start THE RECORDS
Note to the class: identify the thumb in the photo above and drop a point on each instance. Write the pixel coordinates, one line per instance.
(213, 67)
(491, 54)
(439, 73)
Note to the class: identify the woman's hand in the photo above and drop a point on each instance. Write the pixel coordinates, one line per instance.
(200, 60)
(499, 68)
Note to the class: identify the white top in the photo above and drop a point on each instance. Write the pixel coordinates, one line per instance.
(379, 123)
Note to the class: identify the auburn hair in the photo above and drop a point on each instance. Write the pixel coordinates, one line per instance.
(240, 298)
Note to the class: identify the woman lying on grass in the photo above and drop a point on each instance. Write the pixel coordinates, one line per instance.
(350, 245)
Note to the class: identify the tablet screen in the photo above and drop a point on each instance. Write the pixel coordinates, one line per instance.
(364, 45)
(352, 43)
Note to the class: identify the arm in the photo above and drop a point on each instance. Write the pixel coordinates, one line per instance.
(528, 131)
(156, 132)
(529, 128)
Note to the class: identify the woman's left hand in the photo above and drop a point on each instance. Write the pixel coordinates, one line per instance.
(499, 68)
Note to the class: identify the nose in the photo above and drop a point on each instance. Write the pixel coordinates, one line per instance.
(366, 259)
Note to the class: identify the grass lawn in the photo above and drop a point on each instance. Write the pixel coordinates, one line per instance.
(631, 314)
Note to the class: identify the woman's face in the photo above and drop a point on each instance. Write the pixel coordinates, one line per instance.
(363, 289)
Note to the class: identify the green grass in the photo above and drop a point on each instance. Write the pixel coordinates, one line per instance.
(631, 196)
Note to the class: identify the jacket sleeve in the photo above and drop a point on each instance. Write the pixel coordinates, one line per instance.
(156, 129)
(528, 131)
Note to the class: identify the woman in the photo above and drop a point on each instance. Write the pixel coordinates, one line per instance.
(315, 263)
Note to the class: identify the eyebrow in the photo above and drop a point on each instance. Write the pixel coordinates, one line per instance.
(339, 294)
end THE RECORDS
start THE RECORDS
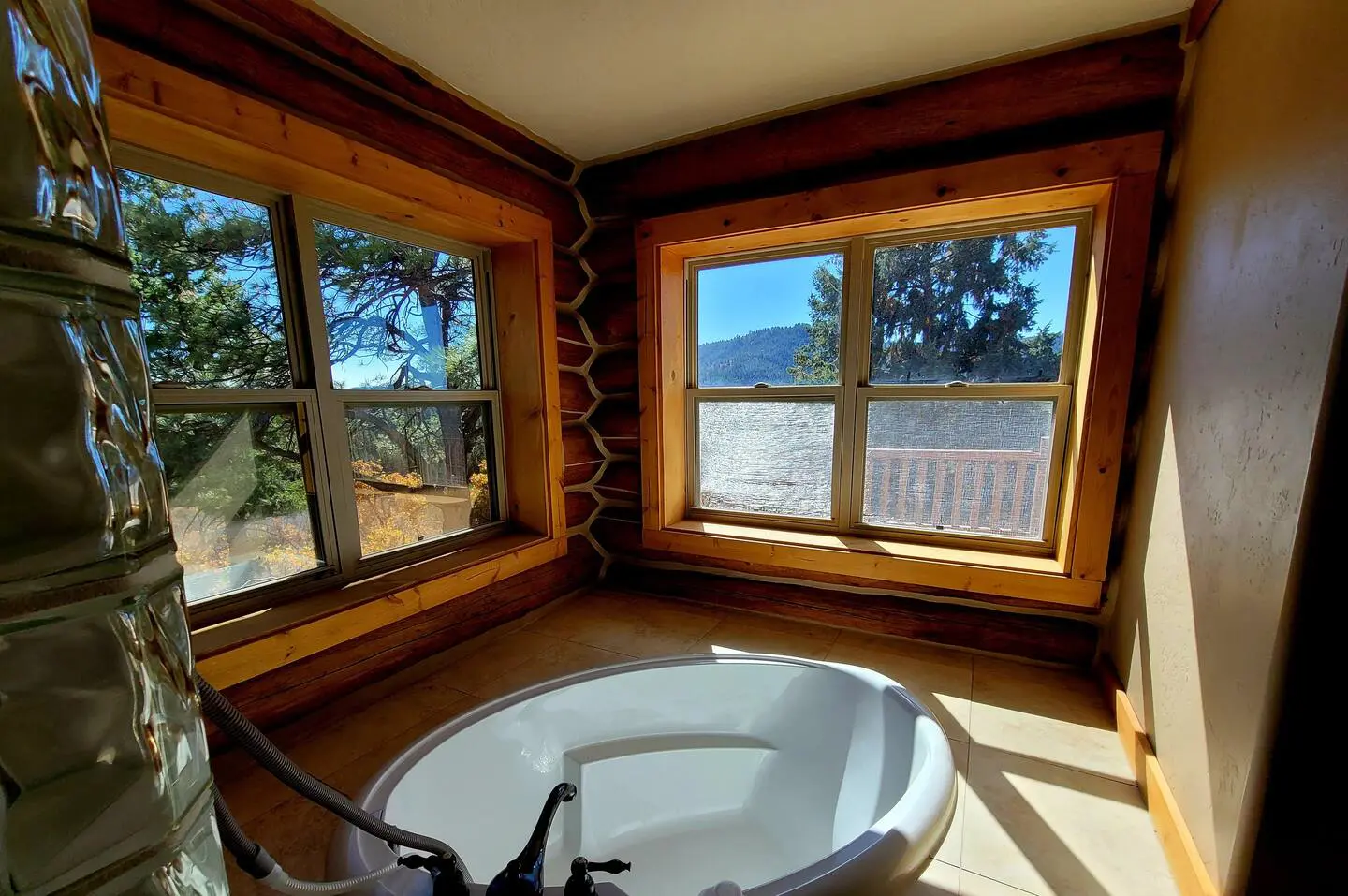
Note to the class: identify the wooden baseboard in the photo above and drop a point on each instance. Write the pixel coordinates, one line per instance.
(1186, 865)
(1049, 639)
end THE RECORDS
start THE RECORDS
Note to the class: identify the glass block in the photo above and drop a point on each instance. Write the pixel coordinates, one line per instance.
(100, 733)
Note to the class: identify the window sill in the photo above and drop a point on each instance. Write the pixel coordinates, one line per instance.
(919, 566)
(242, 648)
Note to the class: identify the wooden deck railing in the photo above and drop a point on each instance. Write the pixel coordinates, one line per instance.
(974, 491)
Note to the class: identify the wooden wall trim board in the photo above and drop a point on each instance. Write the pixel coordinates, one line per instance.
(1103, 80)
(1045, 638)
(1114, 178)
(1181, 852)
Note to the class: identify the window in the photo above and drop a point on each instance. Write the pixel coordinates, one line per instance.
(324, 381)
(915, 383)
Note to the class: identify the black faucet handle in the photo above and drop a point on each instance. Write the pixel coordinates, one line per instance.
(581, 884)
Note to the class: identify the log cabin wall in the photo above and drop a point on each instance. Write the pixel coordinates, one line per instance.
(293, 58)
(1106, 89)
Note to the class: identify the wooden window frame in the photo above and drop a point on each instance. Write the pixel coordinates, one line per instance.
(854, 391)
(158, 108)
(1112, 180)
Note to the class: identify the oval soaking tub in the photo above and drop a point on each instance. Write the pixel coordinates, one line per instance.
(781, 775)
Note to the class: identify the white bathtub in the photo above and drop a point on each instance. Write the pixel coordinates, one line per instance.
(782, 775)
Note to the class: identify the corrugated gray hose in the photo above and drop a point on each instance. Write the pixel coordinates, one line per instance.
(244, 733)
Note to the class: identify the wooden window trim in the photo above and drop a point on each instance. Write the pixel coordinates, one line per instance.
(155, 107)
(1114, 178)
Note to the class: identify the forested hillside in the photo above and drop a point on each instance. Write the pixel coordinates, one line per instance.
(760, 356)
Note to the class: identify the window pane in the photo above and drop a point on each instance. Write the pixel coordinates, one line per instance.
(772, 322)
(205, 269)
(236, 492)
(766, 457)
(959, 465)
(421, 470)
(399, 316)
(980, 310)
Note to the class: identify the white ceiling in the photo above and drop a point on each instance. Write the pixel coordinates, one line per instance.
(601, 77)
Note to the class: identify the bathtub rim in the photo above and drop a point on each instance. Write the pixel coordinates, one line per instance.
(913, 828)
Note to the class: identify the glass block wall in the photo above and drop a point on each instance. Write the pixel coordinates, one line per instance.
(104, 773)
end THE RECORDS
### EXERCISE REQUIREMENTS
Find each row above that contains the word "wall", and copy those rows in full.

### ANSWER IN FULL
Note to the class: identify the wooden wall trim board in the photo above and drop a point on each instance. Write the pixel coordinates, one line per instance.
Note to the class: identify the log cabin wall in the photo above and drop a point on each instance. Write the pixel coordinates, one line per instance.
Note to the class: identify the glass block wall in the photo above and drop a point on each instance. Write the pixel coordinates, one line per instance.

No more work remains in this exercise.